OBJECTIVE: Scale the rows below, from the line containing "Two rules. Place a point on every instance of the pod" through the end of the rows, inclusive: repeat each line, requests included, with every point coordinate in the answers multiplied by 2.3 and rounded to a whole number, halves rounding up. Leave the pictures out of your answer.

PROVIDED ENTRIES:
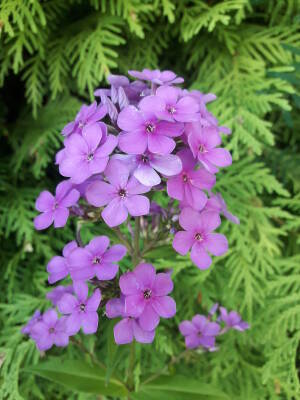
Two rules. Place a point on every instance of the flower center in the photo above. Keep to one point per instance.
(147, 294)
(150, 127)
(202, 149)
(90, 156)
(199, 237)
(122, 193)
(185, 178)
(171, 110)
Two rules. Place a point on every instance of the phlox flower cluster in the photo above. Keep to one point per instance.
(142, 136)
(202, 331)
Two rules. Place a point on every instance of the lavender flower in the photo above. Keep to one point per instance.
(122, 195)
(96, 259)
(55, 208)
(146, 295)
(199, 332)
(58, 267)
(81, 310)
(198, 236)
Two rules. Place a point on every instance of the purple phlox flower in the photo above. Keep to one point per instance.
(203, 142)
(168, 105)
(198, 236)
(81, 310)
(144, 166)
(58, 267)
(49, 331)
(199, 332)
(96, 259)
(55, 208)
(87, 154)
(233, 320)
(122, 195)
(128, 328)
(157, 77)
(57, 293)
(141, 130)
(87, 115)
(217, 203)
(146, 295)
(187, 185)
(26, 330)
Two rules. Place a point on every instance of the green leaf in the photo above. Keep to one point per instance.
(79, 376)
(178, 388)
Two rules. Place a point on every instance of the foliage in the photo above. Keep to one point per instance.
(52, 56)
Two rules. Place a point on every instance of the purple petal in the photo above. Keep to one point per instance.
(123, 332)
(99, 193)
(140, 335)
(93, 302)
(43, 220)
(183, 241)
(164, 306)
(60, 217)
(163, 284)
(137, 205)
(200, 257)
(45, 201)
(216, 244)
(115, 213)
(149, 318)
(128, 284)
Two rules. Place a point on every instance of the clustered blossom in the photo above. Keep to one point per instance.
(140, 137)
(202, 332)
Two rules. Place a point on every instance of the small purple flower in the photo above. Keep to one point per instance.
(187, 185)
(27, 329)
(146, 295)
(173, 108)
(233, 320)
(144, 166)
(49, 331)
(198, 236)
(203, 142)
(142, 130)
(58, 267)
(87, 154)
(55, 208)
(199, 332)
(128, 328)
(216, 203)
(121, 195)
(87, 115)
(157, 77)
(57, 293)
(96, 259)
(81, 310)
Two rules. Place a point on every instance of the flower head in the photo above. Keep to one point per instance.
(122, 195)
(199, 332)
(146, 295)
(96, 259)
(198, 236)
(54, 209)
(203, 143)
(87, 154)
(50, 330)
(81, 310)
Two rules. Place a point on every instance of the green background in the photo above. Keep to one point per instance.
(53, 54)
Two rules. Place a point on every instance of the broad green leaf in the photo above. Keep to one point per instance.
(178, 388)
(79, 376)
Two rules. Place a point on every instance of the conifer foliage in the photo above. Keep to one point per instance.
(53, 54)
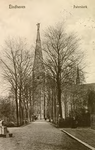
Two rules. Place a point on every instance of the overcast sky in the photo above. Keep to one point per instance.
(22, 23)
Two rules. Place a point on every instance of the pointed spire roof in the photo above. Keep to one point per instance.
(38, 32)
(78, 76)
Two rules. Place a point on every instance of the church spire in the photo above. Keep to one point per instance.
(38, 32)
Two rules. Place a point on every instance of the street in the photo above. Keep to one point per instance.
(39, 135)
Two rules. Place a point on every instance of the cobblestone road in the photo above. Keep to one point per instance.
(39, 135)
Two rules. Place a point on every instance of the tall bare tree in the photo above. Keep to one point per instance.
(17, 70)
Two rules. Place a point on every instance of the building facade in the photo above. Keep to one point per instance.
(38, 78)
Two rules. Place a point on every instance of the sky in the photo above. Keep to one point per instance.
(21, 22)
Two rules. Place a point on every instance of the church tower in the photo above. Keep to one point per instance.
(38, 78)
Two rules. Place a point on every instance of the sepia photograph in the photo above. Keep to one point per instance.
(47, 75)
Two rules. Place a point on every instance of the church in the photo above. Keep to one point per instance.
(38, 79)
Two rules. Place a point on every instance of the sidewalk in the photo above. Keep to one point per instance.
(86, 135)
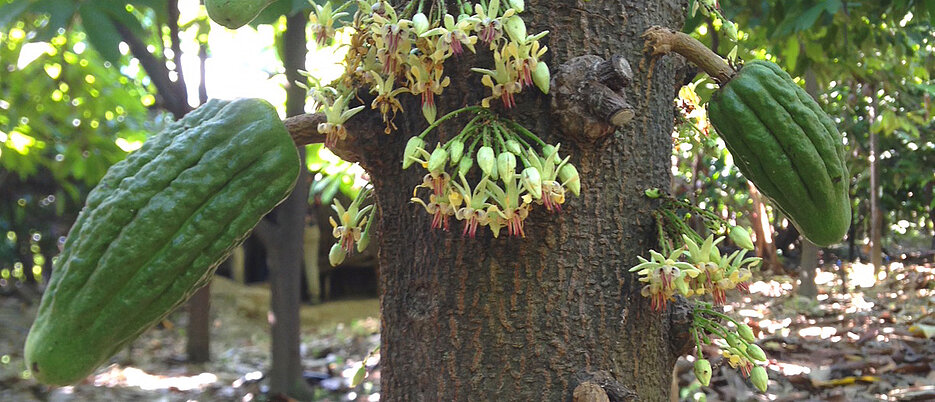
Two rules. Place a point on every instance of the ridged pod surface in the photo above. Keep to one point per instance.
(154, 230)
(787, 146)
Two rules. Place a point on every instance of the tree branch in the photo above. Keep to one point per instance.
(176, 45)
(156, 70)
(660, 41)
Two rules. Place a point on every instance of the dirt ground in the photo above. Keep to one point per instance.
(862, 340)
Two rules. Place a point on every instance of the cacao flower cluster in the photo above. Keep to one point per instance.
(392, 52)
(514, 176)
(702, 270)
(738, 347)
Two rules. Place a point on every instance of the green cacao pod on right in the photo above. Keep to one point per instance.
(787, 146)
(155, 228)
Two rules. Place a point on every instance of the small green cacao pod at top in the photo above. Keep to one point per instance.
(542, 77)
(515, 27)
(234, 14)
(506, 165)
(514, 147)
(532, 181)
(420, 23)
(438, 159)
(703, 371)
(741, 238)
(155, 228)
(412, 151)
(783, 142)
(759, 378)
(568, 175)
(336, 255)
(746, 333)
(755, 352)
(487, 161)
(465, 165)
(455, 151)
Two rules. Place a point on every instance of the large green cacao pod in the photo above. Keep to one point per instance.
(787, 146)
(154, 230)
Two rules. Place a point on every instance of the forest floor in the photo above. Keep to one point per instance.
(869, 340)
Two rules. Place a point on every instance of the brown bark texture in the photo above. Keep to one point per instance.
(531, 319)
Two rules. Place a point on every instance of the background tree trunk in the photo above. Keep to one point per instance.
(876, 251)
(529, 319)
(283, 240)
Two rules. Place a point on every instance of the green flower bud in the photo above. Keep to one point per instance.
(465, 165)
(486, 160)
(703, 371)
(732, 340)
(517, 5)
(364, 237)
(759, 378)
(455, 150)
(568, 175)
(746, 333)
(542, 77)
(336, 255)
(514, 147)
(755, 352)
(506, 165)
(438, 159)
(532, 181)
(412, 149)
(515, 27)
(420, 23)
(741, 237)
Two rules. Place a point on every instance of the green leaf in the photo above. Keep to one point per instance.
(10, 12)
(101, 33)
(60, 13)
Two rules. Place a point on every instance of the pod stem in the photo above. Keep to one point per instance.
(660, 41)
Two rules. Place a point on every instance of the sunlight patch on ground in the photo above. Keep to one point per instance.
(771, 288)
(823, 332)
(119, 376)
(789, 368)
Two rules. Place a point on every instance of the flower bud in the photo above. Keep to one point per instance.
(568, 175)
(506, 165)
(517, 5)
(759, 378)
(732, 340)
(741, 237)
(549, 150)
(364, 238)
(746, 333)
(532, 181)
(438, 159)
(455, 150)
(542, 77)
(420, 23)
(412, 149)
(515, 27)
(703, 371)
(514, 147)
(465, 165)
(755, 352)
(486, 160)
(336, 255)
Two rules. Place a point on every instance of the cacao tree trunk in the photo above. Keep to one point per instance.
(530, 319)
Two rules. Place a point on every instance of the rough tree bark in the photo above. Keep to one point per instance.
(533, 318)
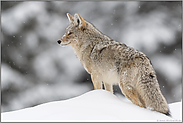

RESULT:
Two rules. Place a point on every instance of the pod stem in the photo above. Keep to one point per instance.
(1518, 94)
Two rules. Place a point on every instance of the sunlight patch on ground in the photo above. Keep to one point per instance.
(1773, 662)
(1893, 764)
(274, 865)
(1815, 846)
Two rules. Place a point on every instance of the flower bud in the photo above. Keep to one point per instance.
(1306, 403)
(1164, 380)
(1189, 12)
(1746, 869)
(1684, 782)
(1704, 545)
(1263, 345)
(837, 547)
(1716, 766)
(1224, 416)
(1007, 366)
(1047, 345)
(1247, 177)
(966, 53)
(948, 343)
(1185, 62)
(1617, 853)
(1182, 338)
(1070, 380)
(1737, 810)
(1118, 368)
(773, 587)
Two rules. Place a point on every instance of the cacao tree trunk in the photo above. Keep to one point per instance.
(1219, 734)
Two rules. Place a point on every instance of the rough tree bark in the photo above. Keep to one point per instance.
(1226, 731)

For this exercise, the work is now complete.